▸ Work item: In the forum thread about fiber and IBS, how much fiber per day did one doctor tell annie7 to take?

▸ Document section:
# No Fiber Question



## goodband34 (Dec 4, 2016)

Anyone else here feel that people keep saying more fiber and probiotics will definitely help. I actually am the opposite. The more fiber I eat (I've tried to combat it with tons of water) the more bloated and crappy I feel. Plus, I've tried almost every kind of probiotic around (from 5 billion to 80 billion cultures) That doesn't help either. Not sure what's going on with me. On .25mg of Zoloft for anxiety and Omega 3,6,9 supplement. Intense IBS-D in the morning then after dinner feeling like I have to go but can't and having intense stomach discomfort for the rest of the night. I'm gluten, diary free also. Doctor just keeps saying IBS, live with it.


----------



## annie7 (Aug 16, 2002)

so sorry you're having problems.

fiber and/or probiotics never helped me either. i had slow transit constipation and adding fiber to my already slow colon only slowed it down all the more--it was like adding cement. at first the docs kept telling me to "take more fiber". one doc told me to take 40 grams of it a day. that was totally miserable. everything ground to a halt. i just couldn't move all that fiber out. i found that i did much better with a diet lower in fiber.


----------



## goodband34 (Dec 4, 2016)

Thank you for the reply. I find I almost have to stick to the brat diet. White Potatoes, White Rice, Rice Cakes, White Gluten Free Bread, Plain Chicken, etc.......not fun


----------



## annie7 (Aug 16, 2002)

▸ Data under study:
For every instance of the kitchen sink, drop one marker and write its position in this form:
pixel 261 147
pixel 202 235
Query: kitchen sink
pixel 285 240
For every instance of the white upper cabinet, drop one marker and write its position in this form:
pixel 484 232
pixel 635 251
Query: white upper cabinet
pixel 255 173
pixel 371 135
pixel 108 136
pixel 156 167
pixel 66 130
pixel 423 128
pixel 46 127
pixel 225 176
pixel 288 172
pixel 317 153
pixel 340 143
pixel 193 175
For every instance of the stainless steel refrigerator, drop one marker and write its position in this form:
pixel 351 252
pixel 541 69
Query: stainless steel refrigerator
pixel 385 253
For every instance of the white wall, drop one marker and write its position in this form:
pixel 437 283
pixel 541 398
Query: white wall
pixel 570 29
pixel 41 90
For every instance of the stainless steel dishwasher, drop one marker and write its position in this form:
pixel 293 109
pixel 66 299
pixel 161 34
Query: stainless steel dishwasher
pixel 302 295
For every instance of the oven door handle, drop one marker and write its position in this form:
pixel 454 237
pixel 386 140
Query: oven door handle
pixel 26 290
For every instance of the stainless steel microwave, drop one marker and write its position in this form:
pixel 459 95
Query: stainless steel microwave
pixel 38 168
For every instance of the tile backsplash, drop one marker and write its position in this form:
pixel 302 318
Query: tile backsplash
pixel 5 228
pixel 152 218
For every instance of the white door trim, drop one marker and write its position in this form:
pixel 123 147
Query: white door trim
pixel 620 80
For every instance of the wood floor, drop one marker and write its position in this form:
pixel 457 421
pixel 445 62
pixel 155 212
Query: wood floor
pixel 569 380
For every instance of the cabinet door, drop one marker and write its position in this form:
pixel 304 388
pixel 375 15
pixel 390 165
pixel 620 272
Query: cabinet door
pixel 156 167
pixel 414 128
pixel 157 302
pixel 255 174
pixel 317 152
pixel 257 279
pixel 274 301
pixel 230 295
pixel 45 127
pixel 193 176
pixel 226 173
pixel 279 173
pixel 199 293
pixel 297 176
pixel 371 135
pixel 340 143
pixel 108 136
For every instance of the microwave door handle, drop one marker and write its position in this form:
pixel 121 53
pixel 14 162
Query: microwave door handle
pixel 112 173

▸ The completed task: 40 grams a day.